TASK GOAL: Show each line of the material below that contains the word "chest", copying every such line in full.

(Records from a pointing dataset)
-- Begin --
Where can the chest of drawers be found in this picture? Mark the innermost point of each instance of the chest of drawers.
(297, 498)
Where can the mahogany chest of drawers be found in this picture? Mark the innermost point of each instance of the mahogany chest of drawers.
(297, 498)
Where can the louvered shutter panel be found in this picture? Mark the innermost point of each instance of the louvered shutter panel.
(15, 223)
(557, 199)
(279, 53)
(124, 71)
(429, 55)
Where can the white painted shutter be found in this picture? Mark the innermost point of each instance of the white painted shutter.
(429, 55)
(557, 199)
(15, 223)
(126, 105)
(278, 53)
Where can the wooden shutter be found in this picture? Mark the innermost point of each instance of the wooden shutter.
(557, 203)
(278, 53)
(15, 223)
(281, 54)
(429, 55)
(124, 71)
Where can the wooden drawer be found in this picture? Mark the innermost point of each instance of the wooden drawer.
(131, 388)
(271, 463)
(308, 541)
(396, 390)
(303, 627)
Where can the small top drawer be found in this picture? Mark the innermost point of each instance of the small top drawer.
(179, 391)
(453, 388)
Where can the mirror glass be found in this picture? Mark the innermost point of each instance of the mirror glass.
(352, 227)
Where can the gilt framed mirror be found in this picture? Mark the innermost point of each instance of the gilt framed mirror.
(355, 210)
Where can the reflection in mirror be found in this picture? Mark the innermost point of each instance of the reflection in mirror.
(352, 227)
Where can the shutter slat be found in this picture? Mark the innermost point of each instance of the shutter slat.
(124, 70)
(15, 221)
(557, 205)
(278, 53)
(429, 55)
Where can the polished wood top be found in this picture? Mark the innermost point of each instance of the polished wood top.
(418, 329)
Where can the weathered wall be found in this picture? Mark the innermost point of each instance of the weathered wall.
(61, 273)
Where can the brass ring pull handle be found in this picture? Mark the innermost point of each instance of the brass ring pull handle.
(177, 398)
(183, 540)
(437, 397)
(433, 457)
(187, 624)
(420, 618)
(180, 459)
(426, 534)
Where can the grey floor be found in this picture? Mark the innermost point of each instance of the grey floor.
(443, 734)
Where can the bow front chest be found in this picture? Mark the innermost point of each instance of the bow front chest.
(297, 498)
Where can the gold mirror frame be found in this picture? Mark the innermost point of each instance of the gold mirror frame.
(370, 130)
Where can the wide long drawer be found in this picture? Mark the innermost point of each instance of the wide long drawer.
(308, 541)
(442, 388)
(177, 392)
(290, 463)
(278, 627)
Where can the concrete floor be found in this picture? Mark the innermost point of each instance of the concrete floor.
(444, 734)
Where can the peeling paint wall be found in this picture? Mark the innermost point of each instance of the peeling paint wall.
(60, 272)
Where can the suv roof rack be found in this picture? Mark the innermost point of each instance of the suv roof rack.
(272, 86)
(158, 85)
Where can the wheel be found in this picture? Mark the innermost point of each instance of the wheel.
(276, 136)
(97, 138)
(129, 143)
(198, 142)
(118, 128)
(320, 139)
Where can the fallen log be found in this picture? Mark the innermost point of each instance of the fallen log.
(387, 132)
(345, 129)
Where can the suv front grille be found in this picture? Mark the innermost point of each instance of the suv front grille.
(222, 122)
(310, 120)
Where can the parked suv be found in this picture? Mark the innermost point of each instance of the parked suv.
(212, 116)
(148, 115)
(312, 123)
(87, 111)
-- End --
-- Begin --
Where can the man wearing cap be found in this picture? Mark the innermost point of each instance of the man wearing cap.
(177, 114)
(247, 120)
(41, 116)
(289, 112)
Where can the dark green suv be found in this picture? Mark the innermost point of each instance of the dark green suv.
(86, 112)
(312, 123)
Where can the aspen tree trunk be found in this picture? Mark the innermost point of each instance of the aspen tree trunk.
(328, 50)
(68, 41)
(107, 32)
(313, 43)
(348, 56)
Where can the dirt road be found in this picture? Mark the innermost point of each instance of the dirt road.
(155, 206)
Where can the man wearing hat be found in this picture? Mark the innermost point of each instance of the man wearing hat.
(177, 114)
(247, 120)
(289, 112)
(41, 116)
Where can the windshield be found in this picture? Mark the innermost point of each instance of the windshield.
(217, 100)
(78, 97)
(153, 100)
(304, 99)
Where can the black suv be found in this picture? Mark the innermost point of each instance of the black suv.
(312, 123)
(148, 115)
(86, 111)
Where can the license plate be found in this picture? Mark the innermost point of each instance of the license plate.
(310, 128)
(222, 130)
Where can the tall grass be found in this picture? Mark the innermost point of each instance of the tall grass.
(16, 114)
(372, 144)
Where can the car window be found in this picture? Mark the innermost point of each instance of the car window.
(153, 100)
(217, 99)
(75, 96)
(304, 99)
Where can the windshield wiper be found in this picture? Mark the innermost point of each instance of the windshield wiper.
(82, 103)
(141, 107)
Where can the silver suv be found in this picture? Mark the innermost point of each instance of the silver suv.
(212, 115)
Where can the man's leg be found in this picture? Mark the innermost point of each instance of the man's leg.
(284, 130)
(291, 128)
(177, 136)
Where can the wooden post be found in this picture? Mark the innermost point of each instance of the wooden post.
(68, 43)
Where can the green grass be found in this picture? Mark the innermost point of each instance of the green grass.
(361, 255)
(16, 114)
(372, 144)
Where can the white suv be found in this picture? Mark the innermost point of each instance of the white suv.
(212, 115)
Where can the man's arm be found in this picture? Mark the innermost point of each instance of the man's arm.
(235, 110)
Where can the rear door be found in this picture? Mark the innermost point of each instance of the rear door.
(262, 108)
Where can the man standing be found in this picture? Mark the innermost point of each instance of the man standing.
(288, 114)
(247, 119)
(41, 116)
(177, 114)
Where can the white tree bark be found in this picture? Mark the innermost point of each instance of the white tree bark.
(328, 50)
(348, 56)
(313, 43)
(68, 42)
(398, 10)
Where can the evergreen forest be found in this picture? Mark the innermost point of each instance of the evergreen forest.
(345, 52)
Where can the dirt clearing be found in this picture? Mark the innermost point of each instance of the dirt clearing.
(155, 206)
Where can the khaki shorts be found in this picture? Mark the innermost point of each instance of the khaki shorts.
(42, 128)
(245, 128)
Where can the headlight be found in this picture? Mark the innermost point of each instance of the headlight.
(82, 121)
-- End --
WORKED SOLUTION:
Where can the chest of drawers be found in this picture? Mark the innermost point of each instance of the chest of drawers.
Where can the mahogany chest of drawers be found in this picture? Mark the innermost point of each instance of the mahogany chest of drawers.
Where can the bow front chest be found in this picture? Mark the innermost point of each instance of the bow front chest.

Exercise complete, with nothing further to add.